> To do:
Copy out, word for word, the part of the items that opens with their first line and closes with the line containing "[(328, 461)]", both ends included.

(Location labeling records)
START

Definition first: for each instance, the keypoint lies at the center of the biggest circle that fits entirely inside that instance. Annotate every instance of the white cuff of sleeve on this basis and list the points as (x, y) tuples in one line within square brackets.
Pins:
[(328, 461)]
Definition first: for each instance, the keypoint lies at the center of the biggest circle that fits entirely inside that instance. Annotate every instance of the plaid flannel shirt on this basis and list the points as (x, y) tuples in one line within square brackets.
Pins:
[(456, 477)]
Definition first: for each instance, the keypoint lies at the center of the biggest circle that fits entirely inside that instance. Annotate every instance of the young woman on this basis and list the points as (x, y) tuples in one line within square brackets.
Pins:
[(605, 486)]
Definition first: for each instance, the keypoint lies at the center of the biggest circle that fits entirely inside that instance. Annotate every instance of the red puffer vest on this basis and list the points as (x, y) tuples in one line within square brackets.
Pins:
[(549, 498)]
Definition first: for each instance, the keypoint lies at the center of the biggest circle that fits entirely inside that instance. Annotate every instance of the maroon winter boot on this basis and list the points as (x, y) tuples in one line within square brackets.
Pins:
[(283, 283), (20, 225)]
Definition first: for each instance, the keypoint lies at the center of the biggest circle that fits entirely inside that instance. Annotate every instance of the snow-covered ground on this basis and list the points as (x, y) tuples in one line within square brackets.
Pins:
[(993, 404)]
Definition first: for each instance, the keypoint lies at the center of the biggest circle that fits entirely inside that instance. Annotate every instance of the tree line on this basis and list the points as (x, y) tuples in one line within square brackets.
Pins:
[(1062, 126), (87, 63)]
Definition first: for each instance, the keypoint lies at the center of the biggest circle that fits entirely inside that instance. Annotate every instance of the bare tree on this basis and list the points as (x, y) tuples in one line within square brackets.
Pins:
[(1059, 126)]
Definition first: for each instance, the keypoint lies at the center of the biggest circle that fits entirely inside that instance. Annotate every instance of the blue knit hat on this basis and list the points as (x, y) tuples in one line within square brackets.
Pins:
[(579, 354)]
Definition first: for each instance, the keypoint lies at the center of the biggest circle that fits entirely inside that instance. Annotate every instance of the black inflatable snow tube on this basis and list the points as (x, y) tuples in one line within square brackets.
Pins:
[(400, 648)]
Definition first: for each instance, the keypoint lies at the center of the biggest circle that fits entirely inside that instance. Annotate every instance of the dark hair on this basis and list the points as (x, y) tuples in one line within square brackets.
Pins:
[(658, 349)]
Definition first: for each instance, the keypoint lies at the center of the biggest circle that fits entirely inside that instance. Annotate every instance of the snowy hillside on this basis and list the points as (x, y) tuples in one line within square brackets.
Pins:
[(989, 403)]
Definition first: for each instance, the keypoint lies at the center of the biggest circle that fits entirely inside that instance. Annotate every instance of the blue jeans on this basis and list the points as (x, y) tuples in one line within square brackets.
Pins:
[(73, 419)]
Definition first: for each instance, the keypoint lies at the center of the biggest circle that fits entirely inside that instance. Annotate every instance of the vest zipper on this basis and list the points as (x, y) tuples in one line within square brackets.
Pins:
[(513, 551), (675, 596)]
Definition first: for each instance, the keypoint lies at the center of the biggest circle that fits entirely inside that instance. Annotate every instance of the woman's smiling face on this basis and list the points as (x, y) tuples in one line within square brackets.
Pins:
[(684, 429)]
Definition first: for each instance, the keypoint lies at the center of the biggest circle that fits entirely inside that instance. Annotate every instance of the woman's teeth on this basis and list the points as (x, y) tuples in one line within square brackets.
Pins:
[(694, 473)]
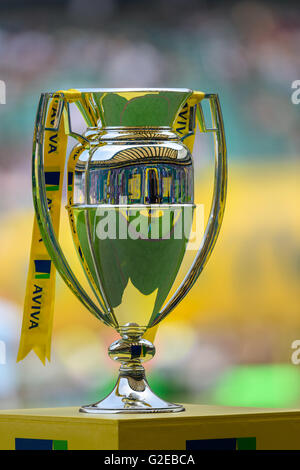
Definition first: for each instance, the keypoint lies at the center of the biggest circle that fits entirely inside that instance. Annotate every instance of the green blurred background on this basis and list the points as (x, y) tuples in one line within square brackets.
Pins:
[(230, 341)]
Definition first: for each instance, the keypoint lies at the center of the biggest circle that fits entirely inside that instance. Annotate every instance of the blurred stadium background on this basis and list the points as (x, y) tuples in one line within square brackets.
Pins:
[(229, 342)]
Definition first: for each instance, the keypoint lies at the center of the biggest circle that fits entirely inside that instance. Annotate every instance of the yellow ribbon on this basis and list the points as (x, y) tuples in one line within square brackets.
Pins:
[(37, 323)]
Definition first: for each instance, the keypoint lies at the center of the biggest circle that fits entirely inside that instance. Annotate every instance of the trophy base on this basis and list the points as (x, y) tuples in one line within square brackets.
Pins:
[(131, 394)]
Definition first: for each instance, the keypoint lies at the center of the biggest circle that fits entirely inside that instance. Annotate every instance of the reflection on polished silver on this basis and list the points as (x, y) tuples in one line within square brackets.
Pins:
[(132, 392), (132, 157), (132, 395)]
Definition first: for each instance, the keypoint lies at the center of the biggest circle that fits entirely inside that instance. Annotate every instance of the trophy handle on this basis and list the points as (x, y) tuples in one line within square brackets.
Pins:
[(217, 208), (41, 206)]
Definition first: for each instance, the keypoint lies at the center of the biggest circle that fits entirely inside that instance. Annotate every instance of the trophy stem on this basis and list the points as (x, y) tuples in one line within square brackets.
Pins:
[(132, 393)]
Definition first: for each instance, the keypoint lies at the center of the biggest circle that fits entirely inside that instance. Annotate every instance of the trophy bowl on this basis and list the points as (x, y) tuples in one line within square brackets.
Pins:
[(130, 206)]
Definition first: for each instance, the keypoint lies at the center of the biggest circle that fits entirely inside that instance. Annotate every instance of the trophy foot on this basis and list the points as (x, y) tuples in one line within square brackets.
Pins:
[(131, 394)]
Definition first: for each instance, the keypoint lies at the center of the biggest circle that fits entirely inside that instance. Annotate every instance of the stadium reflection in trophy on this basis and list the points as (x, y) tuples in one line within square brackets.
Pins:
[(131, 206)]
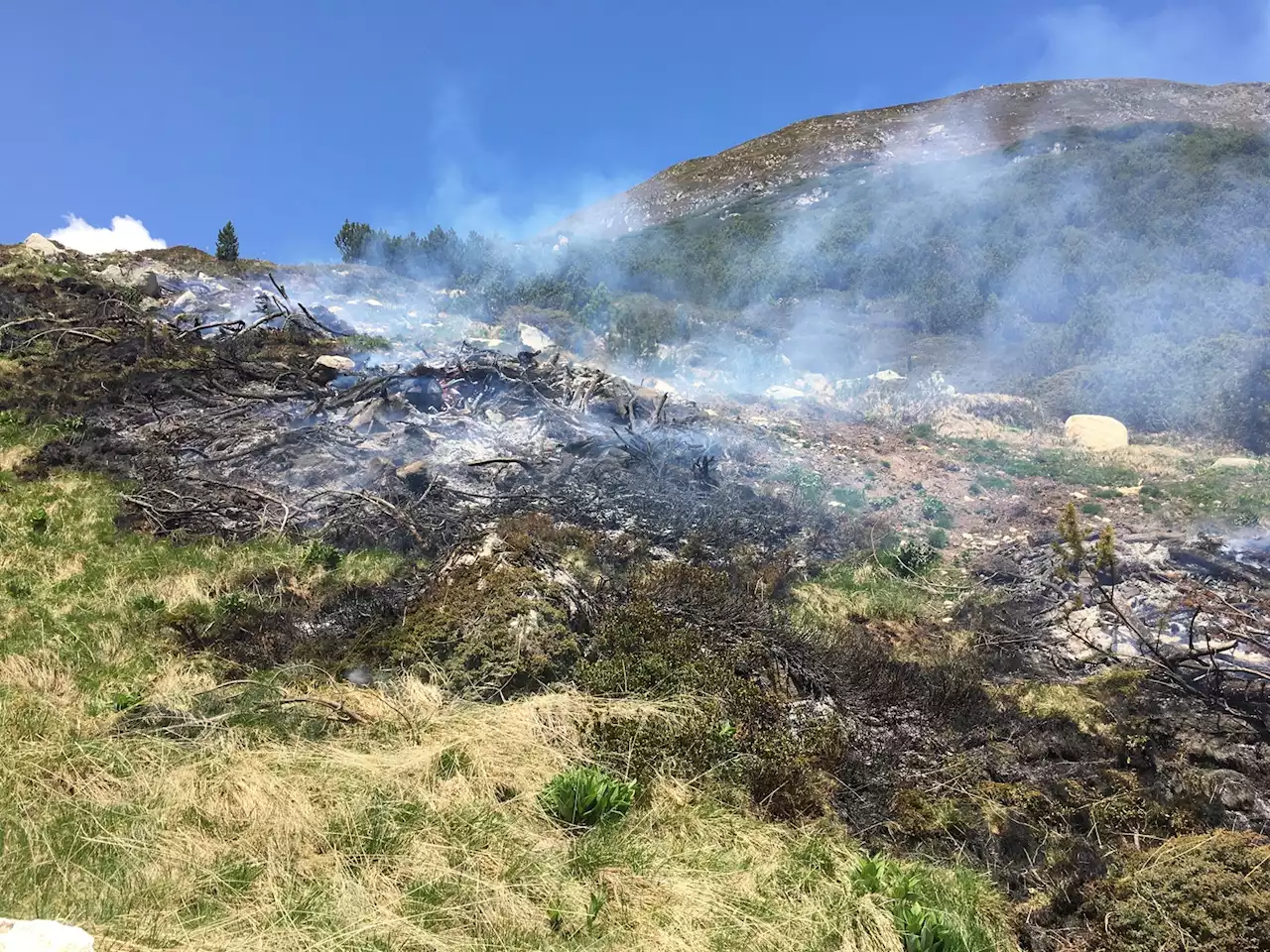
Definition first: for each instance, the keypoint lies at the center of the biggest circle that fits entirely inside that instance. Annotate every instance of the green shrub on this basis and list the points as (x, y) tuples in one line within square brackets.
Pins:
[(921, 928), (353, 240), (324, 555), (587, 796)]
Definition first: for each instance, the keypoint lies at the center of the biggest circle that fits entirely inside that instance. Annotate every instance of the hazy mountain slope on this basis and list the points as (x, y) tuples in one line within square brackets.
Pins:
[(957, 126)]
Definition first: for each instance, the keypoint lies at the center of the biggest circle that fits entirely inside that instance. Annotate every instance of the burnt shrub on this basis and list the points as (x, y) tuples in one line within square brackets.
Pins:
[(1201, 893)]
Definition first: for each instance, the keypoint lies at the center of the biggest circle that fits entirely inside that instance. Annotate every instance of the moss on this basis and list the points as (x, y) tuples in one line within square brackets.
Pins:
[(1193, 893), (489, 630)]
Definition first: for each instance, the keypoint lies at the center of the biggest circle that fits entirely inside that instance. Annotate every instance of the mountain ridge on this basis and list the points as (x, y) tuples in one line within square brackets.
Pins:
[(951, 127)]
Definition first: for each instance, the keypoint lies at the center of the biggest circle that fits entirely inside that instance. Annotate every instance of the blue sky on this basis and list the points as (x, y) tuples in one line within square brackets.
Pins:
[(291, 116)]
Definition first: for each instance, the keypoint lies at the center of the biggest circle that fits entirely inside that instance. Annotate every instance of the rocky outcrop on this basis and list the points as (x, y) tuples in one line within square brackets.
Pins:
[(1098, 434), (42, 246), (971, 122)]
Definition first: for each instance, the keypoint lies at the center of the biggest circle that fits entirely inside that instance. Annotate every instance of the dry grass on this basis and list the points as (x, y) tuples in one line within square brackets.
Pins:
[(417, 828)]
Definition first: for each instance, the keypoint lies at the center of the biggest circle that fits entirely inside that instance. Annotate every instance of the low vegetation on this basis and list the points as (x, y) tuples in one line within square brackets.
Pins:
[(158, 801)]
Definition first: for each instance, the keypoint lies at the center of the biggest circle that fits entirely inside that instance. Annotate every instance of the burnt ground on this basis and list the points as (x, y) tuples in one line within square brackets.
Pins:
[(561, 527)]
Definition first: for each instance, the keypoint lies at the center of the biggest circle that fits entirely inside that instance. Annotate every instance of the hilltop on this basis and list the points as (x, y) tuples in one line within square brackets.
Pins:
[(968, 123)]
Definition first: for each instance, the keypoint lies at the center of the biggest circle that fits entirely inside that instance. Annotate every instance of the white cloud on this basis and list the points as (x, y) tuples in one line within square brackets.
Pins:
[(1192, 42), (123, 235)]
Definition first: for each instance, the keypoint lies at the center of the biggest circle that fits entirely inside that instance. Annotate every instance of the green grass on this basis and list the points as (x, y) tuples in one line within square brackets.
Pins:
[(862, 592), (1239, 497)]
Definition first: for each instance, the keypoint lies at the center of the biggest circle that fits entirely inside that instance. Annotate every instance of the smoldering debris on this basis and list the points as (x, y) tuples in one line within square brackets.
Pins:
[(238, 436)]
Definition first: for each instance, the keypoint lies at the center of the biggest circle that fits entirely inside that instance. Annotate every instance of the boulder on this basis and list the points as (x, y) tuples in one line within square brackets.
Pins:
[(42, 936), (112, 273), (1234, 462), (1097, 434), (327, 367), (42, 246), (186, 301)]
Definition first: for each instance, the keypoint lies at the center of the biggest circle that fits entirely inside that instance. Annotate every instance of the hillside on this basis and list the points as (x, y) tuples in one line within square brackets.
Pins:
[(957, 126)]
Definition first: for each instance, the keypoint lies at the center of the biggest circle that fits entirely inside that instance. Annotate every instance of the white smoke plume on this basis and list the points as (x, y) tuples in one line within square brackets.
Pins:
[(1189, 42), (126, 234)]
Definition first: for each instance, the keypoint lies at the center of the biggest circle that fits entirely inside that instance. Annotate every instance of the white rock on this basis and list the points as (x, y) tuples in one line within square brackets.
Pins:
[(327, 367), (1233, 462), (336, 362), (780, 393), (148, 284), (42, 246), (534, 338), (42, 936), (1095, 433)]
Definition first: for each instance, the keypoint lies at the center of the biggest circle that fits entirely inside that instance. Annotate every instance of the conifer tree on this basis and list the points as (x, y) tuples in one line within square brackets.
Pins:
[(226, 243)]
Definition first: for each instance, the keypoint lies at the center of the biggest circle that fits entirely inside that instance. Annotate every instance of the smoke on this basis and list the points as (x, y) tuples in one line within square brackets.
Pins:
[(476, 188), (126, 234), (1191, 44)]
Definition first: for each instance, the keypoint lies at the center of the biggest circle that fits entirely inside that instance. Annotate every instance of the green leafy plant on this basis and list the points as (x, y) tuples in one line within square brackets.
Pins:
[(922, 929), (39, 520), (587, 796), (937, 512), (910, 558)]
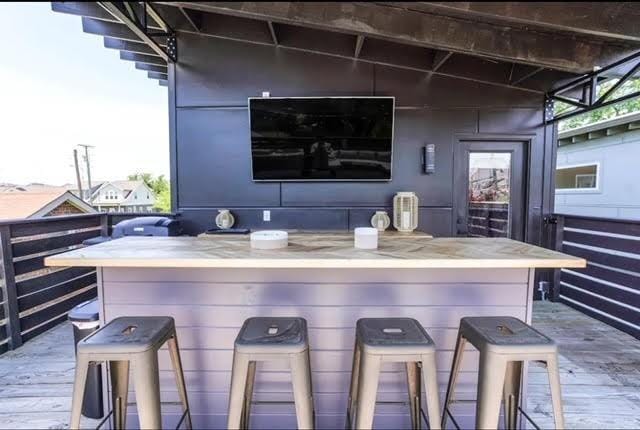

END

> Solution for this exercise:
Definition first: for each instance, the keypoint lies at the center of the biggest circle that fits entirely inside that instance. Annotate every instance of the white cuff of sleeve on this basis and list the points as (x, y) tuples in one line within square brackets.
Pins:
[(328, 461)]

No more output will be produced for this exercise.